◆ WHAT THE TASK REQUIRES ◆
From the items below, pull out every line that contains the word "wooden" and list those lines in their original order.

◆ LISTED ENTRIES ◆

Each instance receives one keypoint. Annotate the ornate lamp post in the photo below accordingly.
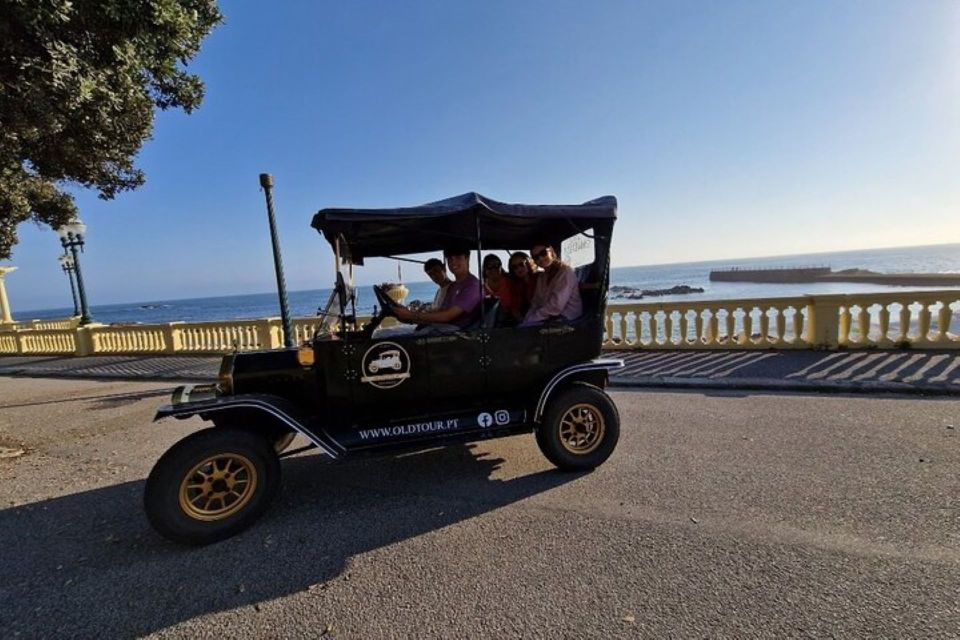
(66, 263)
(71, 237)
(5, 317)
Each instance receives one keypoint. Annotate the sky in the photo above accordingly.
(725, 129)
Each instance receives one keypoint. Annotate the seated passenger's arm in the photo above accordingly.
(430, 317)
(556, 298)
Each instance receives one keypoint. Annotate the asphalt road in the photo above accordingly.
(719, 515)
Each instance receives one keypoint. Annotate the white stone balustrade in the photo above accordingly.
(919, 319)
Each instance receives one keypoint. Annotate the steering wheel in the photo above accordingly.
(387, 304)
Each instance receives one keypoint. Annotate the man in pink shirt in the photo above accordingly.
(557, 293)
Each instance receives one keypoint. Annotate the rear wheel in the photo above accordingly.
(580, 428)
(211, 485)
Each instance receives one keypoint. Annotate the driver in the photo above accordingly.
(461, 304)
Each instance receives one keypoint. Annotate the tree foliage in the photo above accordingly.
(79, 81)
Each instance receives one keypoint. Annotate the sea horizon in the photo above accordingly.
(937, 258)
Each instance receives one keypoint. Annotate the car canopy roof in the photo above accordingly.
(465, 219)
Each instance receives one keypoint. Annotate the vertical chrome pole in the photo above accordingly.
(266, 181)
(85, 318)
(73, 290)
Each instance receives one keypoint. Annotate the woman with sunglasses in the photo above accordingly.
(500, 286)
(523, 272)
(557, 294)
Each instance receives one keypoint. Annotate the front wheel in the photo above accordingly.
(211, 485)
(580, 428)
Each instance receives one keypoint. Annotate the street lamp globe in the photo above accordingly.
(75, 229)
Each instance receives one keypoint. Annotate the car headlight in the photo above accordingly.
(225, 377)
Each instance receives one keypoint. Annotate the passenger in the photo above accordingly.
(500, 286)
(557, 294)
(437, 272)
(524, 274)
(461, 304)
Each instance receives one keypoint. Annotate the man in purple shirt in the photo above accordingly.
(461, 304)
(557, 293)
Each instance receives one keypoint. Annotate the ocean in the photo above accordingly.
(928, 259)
==
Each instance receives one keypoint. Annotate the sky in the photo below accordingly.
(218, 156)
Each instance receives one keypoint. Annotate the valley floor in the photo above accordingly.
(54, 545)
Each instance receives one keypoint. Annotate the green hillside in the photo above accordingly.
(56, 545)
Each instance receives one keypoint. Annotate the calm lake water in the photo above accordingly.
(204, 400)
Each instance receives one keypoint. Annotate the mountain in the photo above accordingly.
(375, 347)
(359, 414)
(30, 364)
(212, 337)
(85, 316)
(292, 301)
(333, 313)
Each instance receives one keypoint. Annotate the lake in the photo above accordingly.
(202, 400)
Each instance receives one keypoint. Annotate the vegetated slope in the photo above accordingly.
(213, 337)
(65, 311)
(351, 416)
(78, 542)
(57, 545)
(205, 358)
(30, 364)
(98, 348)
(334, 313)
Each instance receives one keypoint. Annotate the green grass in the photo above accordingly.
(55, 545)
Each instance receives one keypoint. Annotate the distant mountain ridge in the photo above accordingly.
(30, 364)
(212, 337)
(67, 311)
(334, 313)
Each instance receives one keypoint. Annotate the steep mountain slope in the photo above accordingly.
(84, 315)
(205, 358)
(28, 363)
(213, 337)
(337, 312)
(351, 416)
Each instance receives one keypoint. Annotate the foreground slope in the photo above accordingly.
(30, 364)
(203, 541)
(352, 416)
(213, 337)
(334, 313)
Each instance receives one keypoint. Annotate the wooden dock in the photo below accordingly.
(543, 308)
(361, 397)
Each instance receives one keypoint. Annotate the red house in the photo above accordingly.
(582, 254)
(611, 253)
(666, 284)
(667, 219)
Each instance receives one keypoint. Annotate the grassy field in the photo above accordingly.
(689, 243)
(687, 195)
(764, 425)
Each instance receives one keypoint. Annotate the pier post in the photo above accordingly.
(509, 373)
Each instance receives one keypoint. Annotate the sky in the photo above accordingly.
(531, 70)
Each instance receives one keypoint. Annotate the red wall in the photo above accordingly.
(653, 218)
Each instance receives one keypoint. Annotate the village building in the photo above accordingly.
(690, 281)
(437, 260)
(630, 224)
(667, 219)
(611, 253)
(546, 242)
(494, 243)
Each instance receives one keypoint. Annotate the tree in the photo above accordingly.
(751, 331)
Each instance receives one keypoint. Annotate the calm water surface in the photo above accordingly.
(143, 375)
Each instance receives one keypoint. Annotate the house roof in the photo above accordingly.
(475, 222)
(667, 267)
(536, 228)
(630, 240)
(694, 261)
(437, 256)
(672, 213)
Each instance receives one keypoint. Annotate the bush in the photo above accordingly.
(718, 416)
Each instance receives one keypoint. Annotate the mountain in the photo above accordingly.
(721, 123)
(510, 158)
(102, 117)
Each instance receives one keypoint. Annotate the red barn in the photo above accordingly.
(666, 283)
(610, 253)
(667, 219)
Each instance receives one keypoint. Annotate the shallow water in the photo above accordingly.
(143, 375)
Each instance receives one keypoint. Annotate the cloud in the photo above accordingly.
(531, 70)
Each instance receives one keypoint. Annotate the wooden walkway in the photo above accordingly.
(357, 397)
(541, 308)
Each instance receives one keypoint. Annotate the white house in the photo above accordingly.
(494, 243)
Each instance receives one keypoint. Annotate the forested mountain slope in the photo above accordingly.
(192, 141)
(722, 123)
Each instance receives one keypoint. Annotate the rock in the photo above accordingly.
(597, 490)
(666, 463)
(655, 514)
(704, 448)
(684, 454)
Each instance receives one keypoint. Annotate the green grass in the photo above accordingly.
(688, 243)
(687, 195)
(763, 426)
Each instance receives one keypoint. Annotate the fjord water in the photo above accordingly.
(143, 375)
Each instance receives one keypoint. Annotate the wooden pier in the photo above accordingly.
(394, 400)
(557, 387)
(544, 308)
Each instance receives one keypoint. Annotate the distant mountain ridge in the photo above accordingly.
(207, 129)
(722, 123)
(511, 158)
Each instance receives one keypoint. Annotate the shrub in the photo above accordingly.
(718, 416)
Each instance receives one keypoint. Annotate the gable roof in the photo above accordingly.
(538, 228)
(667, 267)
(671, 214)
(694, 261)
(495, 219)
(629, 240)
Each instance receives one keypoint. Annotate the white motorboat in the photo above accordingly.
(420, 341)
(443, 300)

◆ COMPLETED TASK ◆
Each instance receives one keypoint. Annotate the wooden dock in the photo below accordingly.
Each instance receives one keypoint. Annotate the wooden walkway in the photo above accordingly.
Each instance receives one keypoint. Annotate the wooden pier in the photo above accordingly.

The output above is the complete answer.